Yazılı görev 1 - Metinden sonra gelen listenin bütün satırlarını hiçbir şeyini değiştirmeden aynen yeniden yazın.

Verilen metin -
• • • • • • •

Ama tüm istatistik veriler tam tersini iddia ediyor. Ülke ölüyor ve dışarıdan gelen göçün artışına rağmen yavaş da olsa nüfustaki bu azalış trendi devam ediyor. Ne kadar da iktidar yanlısı basın ülkedeki demografik durumun iyi olduğu konusunda ısrar etse de gerçekte ölüm oranı hızla artıyor, doğum ve yaş oranı azalıyor.

Tabii iyice bakıldığında göreceğiz ki iktidar yanlısı basının yansıttığı bu enformasyonun çok sınırlı alanlardan alındığını göreceğiz. Mesela ölüm oranını yansıtırken sadece araba kazalarında ölenler dile getiriliyor. Halbuki gerçekçi Rosstat istatistikleri bambaşka bilgileri açıklıyor.

Maalesef, Rusya’daki demografik durumun giderek daha da kötüleştiği bir sır değil. Emeklilik yaşının yükseltilmesinin ve çalışma yaş grubunun azalmasının nedenine ilişkin konuşmasında Devlet Başkanı Vladimir Putin bu durumu 1990 yılında yaşanan sorunlarla izah etti.

Rusya Federasyonu Bakanlar Kurulu, 2024 vizyonu ana stratejik belgesinde de bu standart gerekçeyi dile getiriyor. Peki o zaman soru nedir? Nedir olmayan? Tabii ki hiçbir şey bize anlatılmaya çalışıldığı gibi değil. Hükümetin geleceğe ilişkin bu vizyon belgesinde 2013 yılından bu yana üç yıl üst üste nüfus artışı yaşandığını, bunun 2013'te 24 bin, 2014'te 30,3 bin ve 2015'te 32 bin insan artışı yaşandığı biçiminde dile getiriliyor.

1990 yılında yaşanan olumsuz demografik süreçlerden dolayı 2016'dan sonra tekrar nüfus azalması başladığı belirtiliyor ve bundan dolayı doğal nüfus artışının yaşanmadığı ifade ediliyor. Doğal nüfusun azalmasına ilişkin veriler ise şöyle: 2017 yılında 135,8 bin, 2018 yılının ocak-ağustos döneminde ise 169,1 bin nüfus azalımı yaşanmış. Yani 2018'de 8 ay içerisinde yaşanan nüfus kaybı 2017 yılını aşmış bulunmaktadır.

Şöyle bir soru akla geliyor: Peki nasıl oluyor da 1990'da yaşanan "demografi çukuru" -ki 10 yıl sürdü- 2013 ile 2015 yıllarına yansımadı ve 2016'dan sonra birden yansımaya başladı? Bunun akıl işi olmadığı ve burada doğru olmayan bir şeyin olduğu kesin. Yani demek ki 1990 yılında yaşanan demografik düşüşün dışında da farklı sorunlar vardı ki bunlardan dolayı son yıllarda demografik düşüş yine birden hızlanmış.

• • • • • • •

Çıkarılan kayıtlar -

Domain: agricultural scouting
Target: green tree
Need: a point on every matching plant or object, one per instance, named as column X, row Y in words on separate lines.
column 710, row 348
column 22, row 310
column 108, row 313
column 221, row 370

• • • • • • •

Yazılı görev 2 -
Rusya'nın nüfus durumunu anlatan metne göre (a), (b) ve (c) ifadelerinin doğru olup olmadığını evet ya da hayır ile belirtin. Her yanıtın yanına, kararı veren sözleri metinden aynen alıntılayın.
(a) Hükümetin vizyon belgesine göre 2014'te nüfus 30,3 bin kişi arttı.
(b) İktidar yanlısı basın ölüm oranını yansıtırken bütün ölüm nedenlerini hesaba katıyor.
(c) 2018'in ilk sekiz ayındaki nüfus kaybı, 2017'nin tamamındaki kaybı geçti.

Görev yanıtı 1 -
Domain: agricultural scouting
Target: green tree
Need: a point on every matching plant or object, one per instance, named as column X, row Y in words on separate lines.
column 710, row 348
column 22, row 310
column 108, row 313
column 221, row 370

Görev yanıtı 2 -
(a) Evet: "2014'te 30,3 bin"
(b) Hayır: "Mesela ölüm oranını yansıtırken sadece araba kazalarında ölenler dile getiriliyor."
(c) Evet: "Yani 2018'de 8 ay içerisinde yaşanan nüfus kaybı 2017 yılını aşmış bulunmaktadır."